GIVEN EXERCISE 1:
On the Heroku Postgres partitioning page, what must be created on each of the child tables?
GIVEN EXERCISE 2:
Reproduce the partitioning page from "Increasing Performance of" to "smaller physical pieces.", swapping "bulk loads" for "batch imports".

::: SELECTED EXTRACT

Increasing Performance of Large Tables on Heroku Postgres Using Partitioning

Table of Contents [expand]

Overview
Setup
Limitations and Gotchas

Last updated February 15, 2023

As applications and their associated data volumes grow, a few tables within a Postgres database grow at a rate that’s much faster than the other tables. This can cause a variety of problems for applications. Query times within the application start to rise, bulk loads take longer, and creating indexes can take a long time. One way to solve this problem is by partitioning what is logically one large table into smaller physical pieces.

Use table partitioning as a last resort. See the article, Heroku Postgres Database Tuning before attempting to partition a table.

Overview

In Postgres, partitioning tables require that a master table exists in which all child tables inherit. You must create each child table manually and don’t create any extra columns outside of what was inherited from the master table. The only caveat is that indexes must be created on each of the child tables. A series of check constraints are created to make sure that data that is inserted goes to the correct partition.

The main use case for partitioning a table typically involves taking a table that tracks data that is created over a time series. While other use cases do exist, the process articulated in the document can be followed for other types of tables.

::::::
::: MATERIAL

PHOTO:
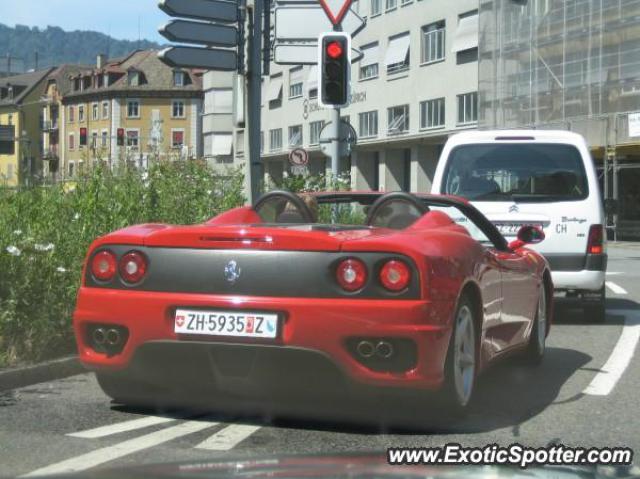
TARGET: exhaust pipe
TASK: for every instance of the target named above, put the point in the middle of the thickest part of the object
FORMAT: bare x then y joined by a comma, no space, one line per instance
113,337
99,336
384,349
366,349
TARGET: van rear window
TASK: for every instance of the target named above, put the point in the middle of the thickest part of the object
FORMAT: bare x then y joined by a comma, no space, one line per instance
516,172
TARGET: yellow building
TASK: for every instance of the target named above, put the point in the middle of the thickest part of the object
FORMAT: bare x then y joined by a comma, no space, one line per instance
133,110
21,128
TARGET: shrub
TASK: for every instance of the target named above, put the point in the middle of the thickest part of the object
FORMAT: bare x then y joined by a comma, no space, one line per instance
45,234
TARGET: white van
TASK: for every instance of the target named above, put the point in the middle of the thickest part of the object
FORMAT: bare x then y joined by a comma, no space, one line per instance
539,177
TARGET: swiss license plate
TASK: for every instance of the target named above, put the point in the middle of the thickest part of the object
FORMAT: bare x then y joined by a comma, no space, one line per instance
226,323
511,229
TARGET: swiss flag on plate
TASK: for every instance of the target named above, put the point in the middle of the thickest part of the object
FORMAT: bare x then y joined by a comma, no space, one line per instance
336,9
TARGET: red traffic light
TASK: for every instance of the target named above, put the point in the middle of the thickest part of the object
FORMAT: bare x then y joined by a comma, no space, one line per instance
335,50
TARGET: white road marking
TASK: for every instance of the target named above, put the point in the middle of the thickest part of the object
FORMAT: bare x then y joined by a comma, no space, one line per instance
605,381
124,426
227,438
615,288
110,453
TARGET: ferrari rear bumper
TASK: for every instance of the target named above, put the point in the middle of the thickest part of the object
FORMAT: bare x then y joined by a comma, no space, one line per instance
313,346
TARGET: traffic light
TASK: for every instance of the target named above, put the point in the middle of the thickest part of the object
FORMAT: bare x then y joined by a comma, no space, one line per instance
335,69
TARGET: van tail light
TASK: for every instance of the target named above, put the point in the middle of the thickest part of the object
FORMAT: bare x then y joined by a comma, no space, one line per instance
395,275
133,267
104,266
596,240
351,274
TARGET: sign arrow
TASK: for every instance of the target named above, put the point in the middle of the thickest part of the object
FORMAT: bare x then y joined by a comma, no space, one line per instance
185,31
218,10
308,22
194,57
335,9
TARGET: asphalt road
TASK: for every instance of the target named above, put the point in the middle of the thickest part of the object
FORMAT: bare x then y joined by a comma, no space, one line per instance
584,394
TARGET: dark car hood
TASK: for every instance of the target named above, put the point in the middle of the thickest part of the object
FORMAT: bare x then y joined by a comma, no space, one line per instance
336,466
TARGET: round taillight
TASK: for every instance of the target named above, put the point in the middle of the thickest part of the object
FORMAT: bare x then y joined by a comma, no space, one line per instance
103,266
351,274
133,267
395,275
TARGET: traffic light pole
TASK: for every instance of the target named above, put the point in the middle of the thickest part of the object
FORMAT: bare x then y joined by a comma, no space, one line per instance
335,132
254,92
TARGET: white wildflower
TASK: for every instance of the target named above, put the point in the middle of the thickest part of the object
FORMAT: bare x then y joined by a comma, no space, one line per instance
44,247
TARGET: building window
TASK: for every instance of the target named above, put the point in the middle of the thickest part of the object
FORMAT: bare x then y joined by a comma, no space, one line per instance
368,124
433,42
398,119
369,67
468,108
398,54
133,109
295,82
295,135
219,101
177,138
133,138
177,109
432,113
376,7
315,127
275,139
178,78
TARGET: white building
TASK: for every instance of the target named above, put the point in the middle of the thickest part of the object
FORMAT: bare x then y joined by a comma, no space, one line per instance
416,85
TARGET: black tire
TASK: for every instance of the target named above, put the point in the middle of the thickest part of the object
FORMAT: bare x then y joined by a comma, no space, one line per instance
596,311
537,340
451,398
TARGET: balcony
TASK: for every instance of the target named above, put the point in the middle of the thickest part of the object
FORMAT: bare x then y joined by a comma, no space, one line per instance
50,153
51,125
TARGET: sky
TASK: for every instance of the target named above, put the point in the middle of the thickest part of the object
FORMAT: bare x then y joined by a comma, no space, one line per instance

::::::

WRITTEN REPLY 1:
Indexes.

WRITTEN REPLY 2:
Increasing Performance of Large Tables on Heroku Postgres Using Partitioning

Table of Contents [expand]

Overview
Setup
Limitations and Gotchas

Last updated February 15, 2023

As applications and their associated data volumes grow, a few tables within a Postgres database grow at a rate that’s much faster than the other tables. This can cause a variety of problems for applications. Query times within the application start to rise, batch imports take longer, and creating indexes can take a long time. One way to solve this problem is by partitioning what is logically one large table into smaller physical pieces.